*** Study material ***
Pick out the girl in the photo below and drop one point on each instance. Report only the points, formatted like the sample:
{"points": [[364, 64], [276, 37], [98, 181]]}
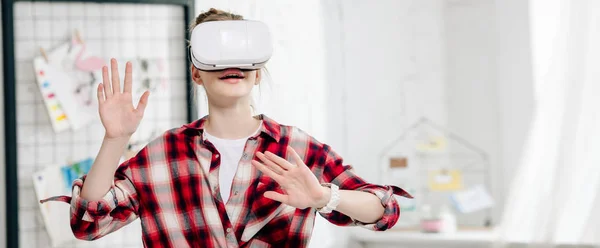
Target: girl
{"points": [[229, 179]]}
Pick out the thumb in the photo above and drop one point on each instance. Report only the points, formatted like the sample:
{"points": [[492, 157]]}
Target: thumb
{"points": [[143, 103]]}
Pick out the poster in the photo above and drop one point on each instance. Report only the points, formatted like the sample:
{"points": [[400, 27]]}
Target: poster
{"points": [[68, 78], [53, 181]]}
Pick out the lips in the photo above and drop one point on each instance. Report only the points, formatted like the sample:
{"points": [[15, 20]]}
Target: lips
{"points": [[232, 74]]}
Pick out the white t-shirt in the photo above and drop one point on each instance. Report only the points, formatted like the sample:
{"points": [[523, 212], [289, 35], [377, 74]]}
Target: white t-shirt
{"points": [[230, 152]]}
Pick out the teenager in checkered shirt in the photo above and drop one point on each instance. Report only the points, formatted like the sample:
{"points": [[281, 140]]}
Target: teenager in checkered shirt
{"points": [[229, 179]]}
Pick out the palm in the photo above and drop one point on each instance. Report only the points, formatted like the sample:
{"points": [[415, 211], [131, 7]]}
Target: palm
{"points": [[117, 113], [302, 189]]}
*** End of Study material ***
What is expected — The copy you output must match the entries above exactly, except that it has no pictures.

Solution to this task —
Pick out the girl in the photo below and drop one point on each instance. Report only the points, formatted like the sample:
{"points": [[364, 64], [276, 37], [98, 181]]}
Target: girl
{"points": [[229, 179]]}
Pick out the thumb in the photo above and drop one point on each instance. Report only the points, formatted like the sample:
{"points": [[492, 157]]}
Target: thumb
{"points": [[143, 103]]}
Pick out the poster in the photo above and drop one point on each instance. Report only the points, formatted like the sample:
{"points": [[400, 27]]}
Target: poster
{"points": [[68, 78], [53, 181]]}
Pick out the lips in the photo above and drop one point on each instance. Report only the points, formatted like the sample:
{"points": [[15, 20]]}
Target: lips
{"points": [[232, 74]]}
Pick out the white t-shirt in the photo above and drop one point on each instance. Report only the points, formatted like the sample:
{"points": [[523, 212], [289, 35], [377, 74]]}
Target: white t-shirt
{"points": [[230, 152]]}
Pick out the teenager in checkered shirt in the photo above and drop one point on each instance. Report only the points, formatted like the sample:
{"points": [[281, 140]]}
Target: teenager in checkered shirt
{"points": [[229, 179]]}
Pick out the palm in the photo above and drop one point on each instance. Report only the points, formatted like the sample:
{"points": [[415, 211], [131, 7]]}
Target: palm
{"points": [[117, 113], [302, 189]]}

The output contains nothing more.